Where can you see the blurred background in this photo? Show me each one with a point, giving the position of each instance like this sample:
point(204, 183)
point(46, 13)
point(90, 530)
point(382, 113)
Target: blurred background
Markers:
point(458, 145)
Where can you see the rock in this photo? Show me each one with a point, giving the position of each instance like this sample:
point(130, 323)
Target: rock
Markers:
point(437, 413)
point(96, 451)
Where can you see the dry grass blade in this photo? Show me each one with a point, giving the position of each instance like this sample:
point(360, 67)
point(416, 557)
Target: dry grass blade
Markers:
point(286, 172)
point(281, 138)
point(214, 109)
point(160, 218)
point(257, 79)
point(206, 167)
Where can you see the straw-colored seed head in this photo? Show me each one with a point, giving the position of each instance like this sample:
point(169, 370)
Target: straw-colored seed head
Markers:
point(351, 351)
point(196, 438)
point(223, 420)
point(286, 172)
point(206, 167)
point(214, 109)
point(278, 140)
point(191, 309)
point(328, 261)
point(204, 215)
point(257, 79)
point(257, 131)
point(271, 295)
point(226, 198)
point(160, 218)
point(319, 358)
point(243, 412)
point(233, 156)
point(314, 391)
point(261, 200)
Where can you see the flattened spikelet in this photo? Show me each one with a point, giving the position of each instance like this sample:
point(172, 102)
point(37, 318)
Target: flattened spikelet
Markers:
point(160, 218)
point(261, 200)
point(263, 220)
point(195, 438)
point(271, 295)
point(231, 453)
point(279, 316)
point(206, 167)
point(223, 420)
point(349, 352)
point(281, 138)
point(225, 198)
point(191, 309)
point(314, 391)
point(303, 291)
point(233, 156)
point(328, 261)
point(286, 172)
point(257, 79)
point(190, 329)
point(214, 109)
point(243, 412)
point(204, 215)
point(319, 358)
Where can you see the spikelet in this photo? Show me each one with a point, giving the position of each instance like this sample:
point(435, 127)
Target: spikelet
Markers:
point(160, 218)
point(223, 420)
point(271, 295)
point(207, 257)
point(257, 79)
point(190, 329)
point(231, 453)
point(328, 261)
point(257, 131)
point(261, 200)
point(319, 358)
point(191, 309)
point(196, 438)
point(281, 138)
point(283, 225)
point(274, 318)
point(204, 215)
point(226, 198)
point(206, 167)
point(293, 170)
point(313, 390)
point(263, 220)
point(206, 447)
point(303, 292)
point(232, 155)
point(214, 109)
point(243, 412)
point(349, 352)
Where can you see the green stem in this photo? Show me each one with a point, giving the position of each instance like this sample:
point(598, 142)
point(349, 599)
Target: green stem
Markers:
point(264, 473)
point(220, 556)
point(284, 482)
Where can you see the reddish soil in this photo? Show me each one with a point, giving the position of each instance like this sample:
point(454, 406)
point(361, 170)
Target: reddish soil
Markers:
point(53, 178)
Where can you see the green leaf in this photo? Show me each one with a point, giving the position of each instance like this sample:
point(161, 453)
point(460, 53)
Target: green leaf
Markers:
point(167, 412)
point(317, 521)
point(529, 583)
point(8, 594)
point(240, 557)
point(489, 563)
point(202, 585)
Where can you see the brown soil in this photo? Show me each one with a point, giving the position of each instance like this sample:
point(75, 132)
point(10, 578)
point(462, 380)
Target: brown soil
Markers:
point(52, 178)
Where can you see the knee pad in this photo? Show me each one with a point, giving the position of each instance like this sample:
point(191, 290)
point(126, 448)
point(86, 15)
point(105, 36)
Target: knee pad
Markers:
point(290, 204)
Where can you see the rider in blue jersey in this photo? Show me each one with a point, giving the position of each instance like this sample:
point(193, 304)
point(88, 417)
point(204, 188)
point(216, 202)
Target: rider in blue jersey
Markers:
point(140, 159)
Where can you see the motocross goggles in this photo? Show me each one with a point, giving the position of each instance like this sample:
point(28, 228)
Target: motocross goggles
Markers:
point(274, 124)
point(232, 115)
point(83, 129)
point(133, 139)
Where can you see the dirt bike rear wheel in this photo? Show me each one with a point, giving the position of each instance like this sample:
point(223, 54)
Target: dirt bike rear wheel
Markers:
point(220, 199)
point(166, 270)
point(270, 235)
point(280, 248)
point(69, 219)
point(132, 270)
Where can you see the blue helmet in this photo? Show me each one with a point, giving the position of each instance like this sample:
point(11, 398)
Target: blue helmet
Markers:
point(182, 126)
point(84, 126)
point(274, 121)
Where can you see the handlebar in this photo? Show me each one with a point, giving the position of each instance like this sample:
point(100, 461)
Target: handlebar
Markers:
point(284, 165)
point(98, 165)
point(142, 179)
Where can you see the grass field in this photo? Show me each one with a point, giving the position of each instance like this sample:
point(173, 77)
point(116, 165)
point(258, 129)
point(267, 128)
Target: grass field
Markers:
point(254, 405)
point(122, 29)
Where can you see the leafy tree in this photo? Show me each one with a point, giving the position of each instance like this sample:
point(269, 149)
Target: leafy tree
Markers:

◆ ◆ ◆ ◆

An exact restatement of all the entries above is needed.

:: Exercise solution ::
Where can you see the blurred background in this photo? Show me each one with a point, giving the position of each instance like this sample:
point(204, 183)
point(46, 13)
point(90, 530)
point(382, 113)
Target: blurred background
Markers:
point(458, 145)
Where can you see the rock in this photo? Show me each one with a point, giving the position of each instance like this sample:
point(130, 323)
Target: rock
Markers:
point(437, 413)
point(96, 451)
Where can you see the dry grass blade in this photo? Show me each one with a point, giving the position of each instance like this sample:
point(360, 67)
point(416, 557)
Target: dry grass blade
Markers:
point(286, 172)
point(281, 138)
point(214, 109)
point(160, 218)
point(257, 79)
point(206, 167)
Where can you see the straw-colored seed head in this photo? Show me each one with a point, giving the position of each instance like this sample:
point(169, 370)
Target: straw-colored seed head
Markers:
point(351, 351)
point(196, 438)
point(223, 420)
point(286, 172)
point(206, 167)
point(214, 109)
point(278, 140)
point(191, 309)
point(328, 261)
point(204, 215)
point(257, 79)
point(257, 131)
point(271, 295)
point(226, 198)
point(160, 218)
point(319, 358)
point(243, 412)
point(233, 156)
point(314, 391)
point(261, 200)
Where can you see the flattened spikelet in this photo? Show me each one with a point, giving the position of each instance like this sample:
point(172, 102)
point(37, 318)
Target: flattened spikelet
Markers:
point(160, 218)
point(261, 200)
point(263, 220)
point(195, 438)
point(271, 295)
point(231, 453)
point(279, 316)
point(206, 167)
point(223, 420)
point(349, 352)
point(281, 138)
point(225, 198)
point(191, 309)
point(314, 391)
point(303, 291)
point(233, 156)
point(328, 261)
point(286, 172)
point(257, 79)
point(190, 329)
point(214, 109)
point(243, 412)
point(204, 215)
point(319, 358)
Where can you see the spikelet in this photo? Show me each one with a point, giving the position of each instance like this sample:
point(435, 127)
Target: spikelet
Markers:
point(160, 218)
point(223, 420)
point(271, 295)
point(207, 257)
point(257, 79)
point(190, 329)
point(231, 453)
point(328, 261)
point(257, 131)
point(261, 200)
point(319, 358)
point(191, 309)
point(196, 438)
point(281, 138)
point(283, 225)
point(274, 318)
point(204, 215)
point(226, 198)
point(206, 167)
point(293, 170)
point(313, 390)
point(263, 220)
point(206, 447)
point(303, 292)
point(232, 155)
point(214, 109)
point(243, 412)
point(349, 352)
Where can you see the green stem in this photo? Show me each one with a point, giving the position of each instance like this sample:
point(598, 142)
point(349, 599)
Target: green stem
Markers:
point(264, 473)
point(220, 556)
point(284, 482)
Where can you see the reddish soil in this photo? Show me each one with a point, giving the position of each instance like this sample:
point(454, 406)
point(361, 170)
Target: reddish soil
Markers:
point(53, 178)
Where can you see the green leaf in this photo? Show me each one with a point, giving the position of each instance like this sample:
point(161, 453)
point(460, 53)
Target: green leaf
Markers:
point(167, 412)
point(317, 521)
point(529, 583)
point(8, 594)
point(240, 557)
point(489, 563)
point(202, 585)
Where can you see the brown soil in this photo? Show me each one with a point, giving the position of each instance like this sample:
point(75, 132)
point(10, 578)
point(462, 380)
Target: brown soil
Markers:
point(52, 178)
Where can you see the knee pad in this photo? Show me each one with a point, giving the position of each instance like this sample:
point(191, 290)
point(126, 448)
point(86, 15)
point(105, 36)
Target: knee pad
Markers:
point(290, 204)
Where can you see the rider in blue jersey in this photo? Show me each one with a point, giving the position of each instance like this sample:
point(193, 304)
point(88, 417)
point(204, 188)
point(216, 202)
Target: rider in blue jersey
Markers:
point(140, 159)
Where can you see the motocross goggles in this photo? Show me each one with a point, giving the position of each instance like this sample:
point(28, 228)
Target: motocross goggles
Markers:
point(274, 124)
point(232, 115)
point(83, 129)
point(133, 139)
Where can you see the dirt bike rear wheel in this photo? Show me each one with a point, giving the position of each instance like this sample:
point(223, 54)
Target: dirt bike rear wheel
Markers:
point(220, 199)
point(166, 270)
point(270, 235)
point(280, 248)
point(69, 219)
point(132, 270)
Where can you see the blue helmet in this photo? Show me each one with a point, giving the position of each instance like this sample:
point(11, 398)
Target: blue helmet
Markers:
point(182, 126)
point(84, 126)
point(274, 121)
Where can you see the handlebar in this photo? Show me each one with a point, giving the position of each instance like this sample:
point(100, 461)
Target: handlebar
Markers:
point(284, 165)
point(98, 165)
point(142, 179)
Where can you see the grass field in this photo? Show me each one with a point, giving the position of each instance like this sample:
point(173, 77)
point(116, 165)
point(258, 129)
point(267, 128)
Target: grass field
Markers:
point(254, 405)
point(122, 29)
Where can you see the leafy tree in this photo? Show me each one with a point, giving the position of each instance like this sample:
point(269, 149)
Target: leafy tree
Markers:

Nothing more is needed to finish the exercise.